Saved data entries
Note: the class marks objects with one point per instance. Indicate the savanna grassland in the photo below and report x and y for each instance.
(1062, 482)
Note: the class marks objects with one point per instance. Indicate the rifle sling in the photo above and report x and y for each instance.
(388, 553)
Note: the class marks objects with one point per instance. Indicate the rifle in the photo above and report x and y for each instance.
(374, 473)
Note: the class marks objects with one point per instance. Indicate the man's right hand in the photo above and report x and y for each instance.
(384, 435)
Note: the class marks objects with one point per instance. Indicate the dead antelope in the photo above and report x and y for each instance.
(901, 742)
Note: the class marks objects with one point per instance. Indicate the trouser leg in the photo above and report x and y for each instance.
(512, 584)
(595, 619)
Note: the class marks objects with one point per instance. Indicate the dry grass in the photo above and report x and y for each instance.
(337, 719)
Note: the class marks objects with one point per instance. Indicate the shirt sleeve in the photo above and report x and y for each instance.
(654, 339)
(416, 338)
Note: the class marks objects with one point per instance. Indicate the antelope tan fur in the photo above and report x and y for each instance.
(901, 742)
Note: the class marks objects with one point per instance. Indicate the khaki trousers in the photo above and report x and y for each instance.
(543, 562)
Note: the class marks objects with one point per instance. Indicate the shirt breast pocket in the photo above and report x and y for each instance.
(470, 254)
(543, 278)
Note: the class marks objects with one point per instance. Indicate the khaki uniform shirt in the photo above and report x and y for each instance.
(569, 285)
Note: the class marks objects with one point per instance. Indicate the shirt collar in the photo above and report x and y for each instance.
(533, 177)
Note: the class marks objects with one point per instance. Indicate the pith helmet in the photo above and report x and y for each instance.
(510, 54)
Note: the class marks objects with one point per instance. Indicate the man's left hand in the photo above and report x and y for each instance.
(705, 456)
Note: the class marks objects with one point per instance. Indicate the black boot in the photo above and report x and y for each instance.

* [ABOUT THIS TASK] Repeat each record verbatim.

* [SOLUTION]
Note: the class marks objects with one point per instance. Indicate the savanna grassland in the photo below and report x and y for each instance.
(1062, 482)
Note: the class marks objects with one point per instance. Indicate the rifle sling in the photo above and report x and y for each instance.
(388, 553)
Note: the class marks objects with one point per instance. Indicate the rifle in the photo above and report x and y for each instance.
(374, 473)
Note: the class marks objects with one point per instance. Indicate the man's right hand in the photo above and report x and y for each instance.
(384, 435)
Note: the class marks objects with one point per instance. Indicate the dead antelope in the photo above and report x and y for each instance.
(901, 742)
Note: the class marks objects with one point per instance. Indicate the trouser leg in the photo above and report x and y for each instance.
(512, 584)
(595, 619)
Note: the class marks objects with one point per instance. Indicate the dry grass in the photo above and report x and y for each instance.
(337, 719)
Note: the class marks objects with one point per instance. Indicate the shirt sleeve in the photo above and report x and y for each instance.
(654, 339)
(416, 338)
Note: the class marks objects with one point per instance. Indicate the antelope tan fur in the photo above and report x and y for each instance.
(901, 742)
Note: the class marks objects with one point per instance. Indicate the khaki trousers in the photo above and report x and y for each instance.
(543, 562)
Note: the class marks objects with one point per instance. Indicate the shirt breast pocket in the photo above and report x and y for each instance.
(470, 254)
(543, 278)
Note: the class marks objects with one point per instance. Indicate the khaki uniform shirt in the photo above and report x and y for each instance.
(569, 285)
Note: the class marks objects with one point per instance. Indicate the shirt collar in the photo above and report x and y for each instance.
(533, 177)
Note: the class marks objects with one point per instance. Indicate the pith helmet in the photo above and report x and y for each instance.
(510, 54)
Note: the class marks objects with one point per instance. Indicate the man's left hand in the photo above and report x and y for each instance.
(705, 456)
Note: the class marks objects with one point per instance. Indicate the black boot in the photo above and report x and y for each instance.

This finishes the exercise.